- _DESCRIPTION OF THE TASK_:
Once the pictures are set aside, output all the records exactly.

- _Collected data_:
+ + + + + + +

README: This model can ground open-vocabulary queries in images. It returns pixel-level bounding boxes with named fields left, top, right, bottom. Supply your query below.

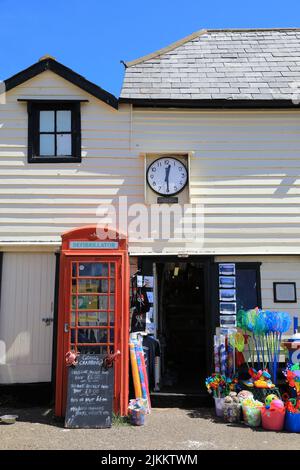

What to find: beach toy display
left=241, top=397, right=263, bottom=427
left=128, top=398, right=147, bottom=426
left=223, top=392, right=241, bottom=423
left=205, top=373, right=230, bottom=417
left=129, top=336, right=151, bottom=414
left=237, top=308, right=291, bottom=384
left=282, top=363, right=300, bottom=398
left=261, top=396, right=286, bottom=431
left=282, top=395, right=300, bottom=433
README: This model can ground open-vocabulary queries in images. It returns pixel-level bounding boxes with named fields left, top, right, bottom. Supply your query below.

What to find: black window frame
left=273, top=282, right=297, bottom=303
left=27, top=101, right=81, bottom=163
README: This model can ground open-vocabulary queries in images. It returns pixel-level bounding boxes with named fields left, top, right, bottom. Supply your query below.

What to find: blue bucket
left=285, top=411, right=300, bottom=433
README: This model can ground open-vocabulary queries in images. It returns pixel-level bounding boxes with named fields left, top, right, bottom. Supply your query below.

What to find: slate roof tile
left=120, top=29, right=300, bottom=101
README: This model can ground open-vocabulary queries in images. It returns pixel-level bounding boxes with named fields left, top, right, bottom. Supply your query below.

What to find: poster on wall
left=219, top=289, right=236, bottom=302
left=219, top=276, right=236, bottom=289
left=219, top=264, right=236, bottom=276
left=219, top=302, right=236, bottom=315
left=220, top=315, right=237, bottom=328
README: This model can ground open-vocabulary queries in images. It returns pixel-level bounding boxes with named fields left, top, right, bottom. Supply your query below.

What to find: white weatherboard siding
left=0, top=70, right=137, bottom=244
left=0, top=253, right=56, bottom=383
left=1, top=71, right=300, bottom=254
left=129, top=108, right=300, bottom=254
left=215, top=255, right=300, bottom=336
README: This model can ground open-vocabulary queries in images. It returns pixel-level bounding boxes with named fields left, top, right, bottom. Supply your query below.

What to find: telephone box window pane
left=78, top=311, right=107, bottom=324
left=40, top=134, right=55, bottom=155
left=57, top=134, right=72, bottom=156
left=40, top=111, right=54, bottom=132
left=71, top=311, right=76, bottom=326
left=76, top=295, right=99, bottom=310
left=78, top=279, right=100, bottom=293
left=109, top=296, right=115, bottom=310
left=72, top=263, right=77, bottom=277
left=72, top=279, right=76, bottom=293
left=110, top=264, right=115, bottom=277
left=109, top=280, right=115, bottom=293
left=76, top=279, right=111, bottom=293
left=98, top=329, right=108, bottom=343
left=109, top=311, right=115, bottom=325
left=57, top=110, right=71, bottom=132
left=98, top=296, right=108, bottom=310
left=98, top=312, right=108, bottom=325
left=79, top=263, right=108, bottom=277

+ + + + + + +

- _ANSWER TO THE PROBLEM_:
README: This model can ground open-vocabulary queries in images. It returns pixel-level bounding boxes with named fields left, top, right, bottom. Supply your query below.


What to find: beach toy display
left=241, top=397, right=263, bottom=427
left=128, top=398, right=147, bottom=426
left=223, top=392, right=241, bottom=423
left=205, top=373, right=230, bottom=417
left=129, top=336, right=151, bottom=414
left=237, top=308, right=291, bottom=384
left=282, top=363, right=300, bottom=398
left=261, top=396, right=286, bottom=431
left=282, top=395, right=300, bottom=433
README: This model can ground open-vocabulary queries in images. It returns pixel-level bounding boxes with named fields left, top, right, bottom. Supply your query below.

What to find: black window frame
left=273, top=282, right=297, bottom=303
left=27, top=101, right=81, bottom=163
README: This model can ground open-vocabulary queries in images. It returns pixel-level bounding boxes with named fields left, top, right, bottom. Supply your query below.

What to find: blue bucket
left=285, top=411, right=300, bottom=433
README: This model can ground open-vocabulary queries in images. It returns pixel-level bounding boxes with named fields left, top, right, bottom. Supply your query below.

What to find: slate roof tile
left=120, top=29, right=300, bottom=101
README: This model can ground open-vocabulary queries in images. It returns pixel-level bounding boxes with named fields left, top, right, bottom. Supply your query below.

What to find: poster on wall
left=219, top=289, right=236, bottom=302
left=219, top=276, right=236, bottom=289
left=219, top=264, right=236, bottom=276
left=219, top=302, right=236, bottom=315
left=220, top=315, right=237, bottom=328
README: This model can ground open-vocabulary queries in images. It returns pixel-level bounding boxes with named fields left, top, right, bottom. Supply your query below.

What to find: white weatherboard siding
left=0, top=70, right=137, bottom=244
left=0, top=253, right=56, bottom=383
left=1, top=71, right=300, bottom=254
left=129, top=108, right=300, bottom=254
left=215, top=255, right=300, bottom=336
README: This model can ground open-vocabulary queries in images. It returns pixel-level bounding boxes with named fields left, top, right, bottom. Supply your query below.

What to find: telephone box window pane
left=78, top=311, right=107, bottom=324
left=40, top=134, right=55, bottom=155
left=57, top=134, right=72, bottom=156
left=40, top=111, right=54, bottom=132
left=71, top=311, right=76, bottom=326
left=76, top=295, right=99, bottom=310
left=78, top=279, right=100, bottom=293
left=109, top=296, right=115, bottom=310
left=72, top=263, right=77, bottom=277
left=72, top=279, right=76, bottom=293
left=110, top=264, right=115, bottom=277
left=109, top=280, right=115, bottom=293
left=76, top=279, right=111, bottom=293
left=98, top=329, right=108, bottom=343
left=109, top=311, right=115, bottom=325
left=57, top=110, right=71, bottom=132
left=98, top=296, right=108, bottom=310
left=98, top=312, right=108, bottom=325
left=79, top=263, right=108, bottom=277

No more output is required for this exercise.